» **INSTRUCTION**:
Substitute "coordinate pairs" for every occurrence of "vertex pairs" in the data below, and reproduce the data with nothing else changed.

» **DATASET EXTRACT**:
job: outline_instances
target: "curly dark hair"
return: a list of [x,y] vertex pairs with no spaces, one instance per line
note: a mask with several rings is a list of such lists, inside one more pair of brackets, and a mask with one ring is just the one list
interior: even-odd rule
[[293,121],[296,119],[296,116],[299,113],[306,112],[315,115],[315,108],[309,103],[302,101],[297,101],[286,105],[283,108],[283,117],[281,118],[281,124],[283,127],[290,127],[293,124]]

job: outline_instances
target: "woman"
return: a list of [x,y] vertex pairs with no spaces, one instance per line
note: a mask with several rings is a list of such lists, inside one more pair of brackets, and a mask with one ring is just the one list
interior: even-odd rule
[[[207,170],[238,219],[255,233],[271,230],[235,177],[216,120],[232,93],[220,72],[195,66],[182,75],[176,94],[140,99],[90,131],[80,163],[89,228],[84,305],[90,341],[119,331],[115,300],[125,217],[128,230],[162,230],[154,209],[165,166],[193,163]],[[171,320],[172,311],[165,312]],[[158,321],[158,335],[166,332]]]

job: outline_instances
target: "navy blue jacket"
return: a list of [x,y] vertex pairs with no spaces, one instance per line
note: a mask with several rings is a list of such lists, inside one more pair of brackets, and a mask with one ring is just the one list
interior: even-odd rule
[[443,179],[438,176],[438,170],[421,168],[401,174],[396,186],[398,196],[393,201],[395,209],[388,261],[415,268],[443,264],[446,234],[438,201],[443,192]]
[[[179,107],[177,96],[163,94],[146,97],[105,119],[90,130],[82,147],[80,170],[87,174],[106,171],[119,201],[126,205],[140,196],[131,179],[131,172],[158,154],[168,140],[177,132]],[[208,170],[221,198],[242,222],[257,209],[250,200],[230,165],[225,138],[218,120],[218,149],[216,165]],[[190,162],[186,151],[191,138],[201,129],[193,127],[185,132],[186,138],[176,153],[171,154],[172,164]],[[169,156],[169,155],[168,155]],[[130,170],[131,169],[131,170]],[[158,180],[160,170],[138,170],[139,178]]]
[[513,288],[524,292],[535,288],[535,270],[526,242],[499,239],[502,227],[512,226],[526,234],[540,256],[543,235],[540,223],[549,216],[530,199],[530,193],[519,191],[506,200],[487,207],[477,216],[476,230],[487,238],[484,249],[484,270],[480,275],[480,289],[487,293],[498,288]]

» **OUTPUT BELOW**:
job: outline_instances
target: "curly dark hair"
return: a list of [x,y] coordinate pairs with no spaces, one instance per line
note: a mask with several rings is a list of such lists, inside one more pair of brackets, and a mask with one ring is just the one list
interior: even-odd rule
[[293,121],[296,119],[296,116],[299,113],[306,112],[315,115],[315,108],[309,103],[302,101],[297,101],[286,105],[283,108],[283,117],[281,118],[281,124],[283,127],[290,127],[293,124]]

job: outline_instances
target: "woman"
return: a list of [x,y] coordinate pairs with no spaces, one instance per line
note: a mask with several rings is a list of such lists, inside one more pair of brackets, and a mask with one ring is just the one list
interior: even-odd rule
[[[207,170],[238,219],[255,233],[271,230],[235,177],[216,120],[232,93],[220,72],[195,66],[182,75],[176,94],[140,99],[90,131],[80,163],[89,228],[84,305],[90,341],[119,331],[115,300],[125,217],[128,230],[162,230],[154,209],[165,166],[193,163]],[[171,320],[172,311],[165,312]],[[158,321],[158,335],[166,332]]]

job: outline_instances
target: "navy blue jacket"
return: a list of [x,y] coordinate pairs with no spaces, one instance per line
note: a mask with several rings is a list of such lists, inside one more pair of brackets, and a mask with one ring is just the one list
interior: even-odd rule
[[443,179],[438,176],[438,170],[421,168],[401,174],[396,186],[398,196],[393,201],[395,209],[388,261],[415,268],[443,264],[446,234],[438,201],[443,192]]
[[[179,107],[177,96],[163,94],[146,97],[105,119],[90,130],[82,147],[80,170],[87,174],[106,171],[119,201],[126,205],[140,196],[131,179],[131,172],[158,154],[168,140],[177,132]],[[208,170],[221,198],[242,222],[257,209],[250,200],[230,165],[225,138],[218,120],[218,149],[216,165]],[[190,162],[186,151],[191,138],[201,129],[193,127],[185,132],[186,138],[176,153],[171,154],[172,164]],[[169,156],[169,155],[168,155]],[[130,170],[131,169],[131,170]],[[158,180],[160,170],[138,170],[139,178]]]
[[513,288],[524,292],[535,288],[535,270],[526,242],[499,239],[502,227],[512,226],[526,234],[540,256],[543,235],[540,223],[549,216],[530,199],[530,193],[519,191],[506,200],[487,207],[477,216],[476,230],[487,238],[484,249],[484,270],[480,275],[480,289],[487,293],[498,288]]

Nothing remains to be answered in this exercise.